- EXERCISE TASK
Put every line of the items below into a JSON list of strings, one string per line, with blank lines dropped and the pictures left out.

- DATA FOR THIS TASK
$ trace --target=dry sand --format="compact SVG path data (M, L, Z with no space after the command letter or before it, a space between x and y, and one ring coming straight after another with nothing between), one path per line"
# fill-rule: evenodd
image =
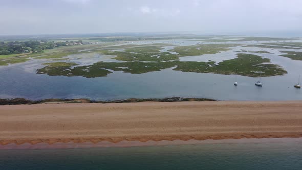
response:
M302 101L0 106L0 145L302 137Z

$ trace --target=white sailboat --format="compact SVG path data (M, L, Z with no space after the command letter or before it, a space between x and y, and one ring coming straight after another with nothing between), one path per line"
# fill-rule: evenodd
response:
M300 89L301 88L301 85L300 85L300 75L299 75L299 79L298 79L298 83L295 84L294 87L296 88Z
M262 83L261 82L261 73L262 72L260 72L260 78L259 78L259 81L256 81L255 83L255 85L262 87Z
M238 70L236 69L236 71L237 71ZM234 82L234 86L237 86L237 85L238 85L238 83L237 82L237 75L235 75L235 82Z

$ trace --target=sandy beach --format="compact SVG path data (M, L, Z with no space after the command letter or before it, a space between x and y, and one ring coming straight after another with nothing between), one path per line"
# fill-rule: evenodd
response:
M302 101L0 106L0 144L302 137Z

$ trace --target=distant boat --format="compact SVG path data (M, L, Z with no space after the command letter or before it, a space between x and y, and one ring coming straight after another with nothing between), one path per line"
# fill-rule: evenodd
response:
M259 81L256 82L255 83L255 85L262 87L262 83L261 82L261 73L262 72L260 72L260 78L259 78Z
M237 71L237 69L236 69L236 71ZM237 86L238 85L238 83L237 82L237 75L235 75L235 82L234 82L234 86Z
M300 85L300 75L299 75L299 79L298 79L298 83L295 84L294 87L296 88L301 88L301 86Z

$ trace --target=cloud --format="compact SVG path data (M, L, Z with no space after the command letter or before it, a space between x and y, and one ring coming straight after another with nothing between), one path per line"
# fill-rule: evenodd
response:
M63 0L65 2L75 4L86 4L89 3L91 0Z
M143 14L148 14L152 12L152 10L147 6L143 6L140 7L139 11Z
M157 9L148 6L142 6L139 11L144 14L154 14L161 16L175 16L180 13L180 10L177 9Z
M195 7L198 7L200 5L199 0L193 0L193 5Z

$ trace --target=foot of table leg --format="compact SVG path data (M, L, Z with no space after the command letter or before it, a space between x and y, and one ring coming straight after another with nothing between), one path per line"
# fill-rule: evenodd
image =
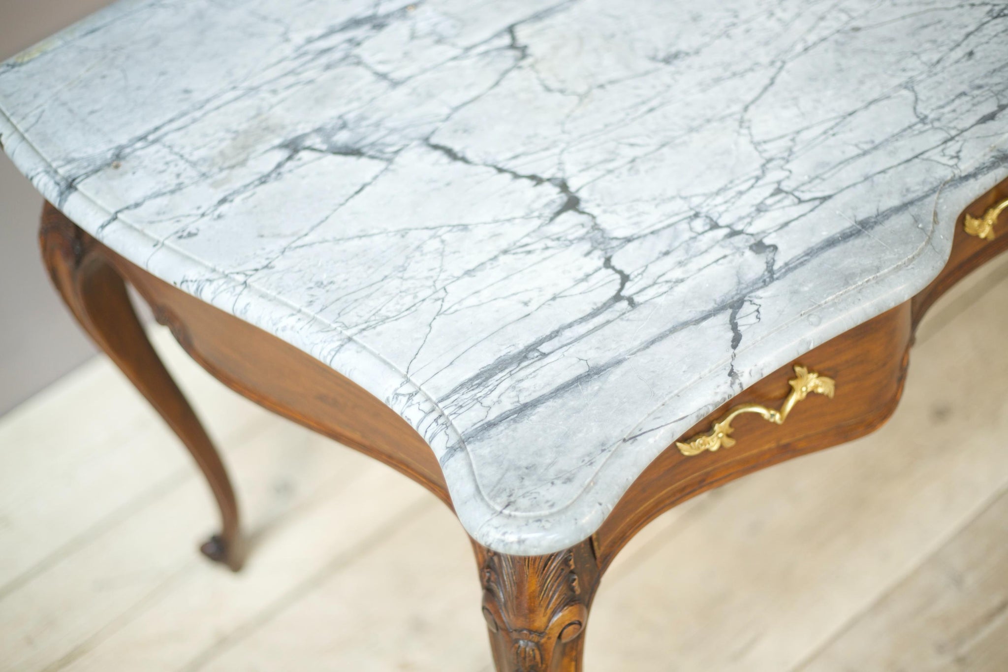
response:
M137 319L123 278L102 247L46 204L39 243L52 282L81 326L160 413L196 459L221 510L222 531L204 554L237 571L242 547L238 505L217 449L171 380Z
M601 571L591 540L549 555L476 545L497 672L580 672Z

- THE RESULT
[
  "$ trace --target=dry sand --format=\"compact SVG path data (M, L, Z with no space after the command letter or before it, a space between x and y, and one ring coming straight after another with nothing between), one path per line\"",
  "# fill-rule: evenodd",
  "image =",
  "response:",
  "M302 101L0 106L0 145L302 137Z",
  "$ trace --target=white sailboat --format=\"compact SVG path data (M, L, Z with no space after the command letter or before it, a space between x and y, and one ring coming straight after another with nothing between), one path per line\"",
  "# fill-rule: evenodd",
  "response:",
  "M300 89L301 88L301 85L300 85L300 75L299 75L299 79L298 79L298 83L295 84L294 87L296 88Z",
  "M262 83L261 82L261 73L262 72L260 72L260 78L259 78L259 81L256 81L255 83L255 85L262 87Z",
  "M238 70L236 69L236 71L237 71ZM234 82L234 86L237 86L237 85L238 85L238 83L237 82L237 75L235 75L235 82Z",
  "$ trace --target=sandy beach --format=\"compact SVG path data (M, L, Z with no space after the command letter or before it, a space between x and y, and one ring coming straight after another with nothing between), one path per line\"",
  "# fill-rule: evenodd",
  "response:",
  "M302 101L0 106L0 144L302 137Z",
  "$ trace --target=distant boat --format=\"compact SVG path data (M, L, Z with no space after the command letter or before it, a space between x and y, and one ring coming straight after another with nothing between), one path per line\"",
  "# fill-rule: evenodd",
  "response:",
  "M259 81L256 82L255 83L255 85L262 87L262 83L261 82L261 73L262 72L260 72L260 78L259 78Z",
  "M237 71L237 69L236 69L236 71ZM237 86L238 85L238 83L237 82L237 75L235 75L235 82L234 82L234 86Z",
  "M300 85L300 75L299 75L299 79L298 79L298 83L295 84L294 87L296 88L301 88L301 86Z",
  "$ trace --target=cloud --format=\"compact SVG path data (M, L, Z with no space after the command letter or before it, a space between x and y, and one ring coming straight after another with nothing between), one path per line\"",
  "# fill-rule: evenodd",
  "response:",
  "M63 0L65 2L75 4L86 4L89 3L91 0Z",
  "M143 14L148 14L152 12L152 10L147 6L143 6L140 7L139 11Z",
  "M157 9L148 6L142 6L139 11L144 14L154 14L161 16L175 16L180 13L180 10L177 9Z",
  "M195 7L198 7L200 5L199 0L193 0L193 5Z",
  "$ trace --target=foot of table leg --format=\"compact SVG path data (M, L, Z with no space after the command letter or before it, a space between x and y, and one ring coming straight after another with nothing between), one path per line\"",
  "# fill-rule: evenodd",
  "image =",
  "response:",
  "M137 319L123 278L102 247L46 204L39 243L52 282L81 326L160 413L196 459L221 510L222 531L204 554L237 571L242 547L238 505L217 449L171 380Z",
  "M601 571L591 540L549 555L476 545L497 672L580 672Z"
]